# Texto selecionado:
______
ÚLTIMAS COLUNAS
Leia, comente, compartilhe

Queen e a obsolescência do rádio

Quando estou dirigindo, costumo ouvir rádio AM ou meus próprios CDs. FM? Muito raramente. Dia desses, com compromissos em diversos cantos da cidade, passei horas no carro e me rendi a ouvir a trilha sonora de terceiros.

Na última rádio rock que restou em São Paulo, escutava os velhos hits de sempre: "48 Crash", "Lucy in the Sky with Diamonds", "Rock'n'Roll". No fim da tarde, ouvi Queen pela terceira vez no dia. Um exagero, claro. Mas a última música, "Radio Ga Ga", trazia uma mensagem escondida.

Me recordo de quando a canção fazia sucesso, lá por 1984, e alguns fãs mais ortodoxos achavam que o Queen estava acabado. Eu gostava da música mesmo assim. Era muito garoto pra me importar com os 'velhos tempos' e gostava dos arranjos e daquela melodia meio tristonha.

Me agradava também o clipe promocional criado em cima de "Metropolis", clássico de Fritz Lang. O expressionismo alemão emprestava ares de um futuro retrô pra falar da era do vídeo e os tempos sombrios que aguardavam pelo rádio.
______
# Material fornecido:

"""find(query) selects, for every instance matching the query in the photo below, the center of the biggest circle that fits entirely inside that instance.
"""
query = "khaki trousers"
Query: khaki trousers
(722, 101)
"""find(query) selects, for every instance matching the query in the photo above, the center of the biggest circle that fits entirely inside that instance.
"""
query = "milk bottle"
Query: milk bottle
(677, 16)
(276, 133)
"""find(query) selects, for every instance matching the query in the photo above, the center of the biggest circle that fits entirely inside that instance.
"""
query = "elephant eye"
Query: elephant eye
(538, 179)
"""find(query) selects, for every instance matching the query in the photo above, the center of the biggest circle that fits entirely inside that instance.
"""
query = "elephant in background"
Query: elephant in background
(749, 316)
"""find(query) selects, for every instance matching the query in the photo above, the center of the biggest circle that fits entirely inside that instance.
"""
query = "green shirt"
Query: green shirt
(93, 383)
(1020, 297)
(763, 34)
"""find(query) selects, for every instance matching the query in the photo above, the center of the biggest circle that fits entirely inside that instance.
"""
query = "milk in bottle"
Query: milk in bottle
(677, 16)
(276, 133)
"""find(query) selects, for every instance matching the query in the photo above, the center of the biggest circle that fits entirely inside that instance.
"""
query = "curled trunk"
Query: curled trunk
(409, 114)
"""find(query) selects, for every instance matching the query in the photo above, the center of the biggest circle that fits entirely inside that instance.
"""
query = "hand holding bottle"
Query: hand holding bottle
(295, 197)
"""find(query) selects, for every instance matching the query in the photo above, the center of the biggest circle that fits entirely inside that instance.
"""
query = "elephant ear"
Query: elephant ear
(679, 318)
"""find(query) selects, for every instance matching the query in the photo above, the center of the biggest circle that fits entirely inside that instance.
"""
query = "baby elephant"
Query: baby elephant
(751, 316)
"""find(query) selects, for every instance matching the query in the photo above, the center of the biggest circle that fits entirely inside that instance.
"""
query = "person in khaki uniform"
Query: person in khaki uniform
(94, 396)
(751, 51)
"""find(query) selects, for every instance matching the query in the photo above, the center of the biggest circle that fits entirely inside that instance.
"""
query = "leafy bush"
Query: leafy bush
______
# Tarefa:
Na coluna sobre Queen e o rádio, reproduza o trecho que vai de "Me recordo de" até "melodia meio tristonha.", inclusive, substituindo "garoto" por "menino".

# Resposta da tarefa:
Me recordo de quando a canção fazia sucesso, lá por 1984, e alguns fãs mais ortodoxos achavam que o Queen estava acabado. Eu gostava da música mesmo assim. Era muito menino pra me importar com os 'velhos tempos' e gostava dos arranjos e daquela melodia meio tristonha.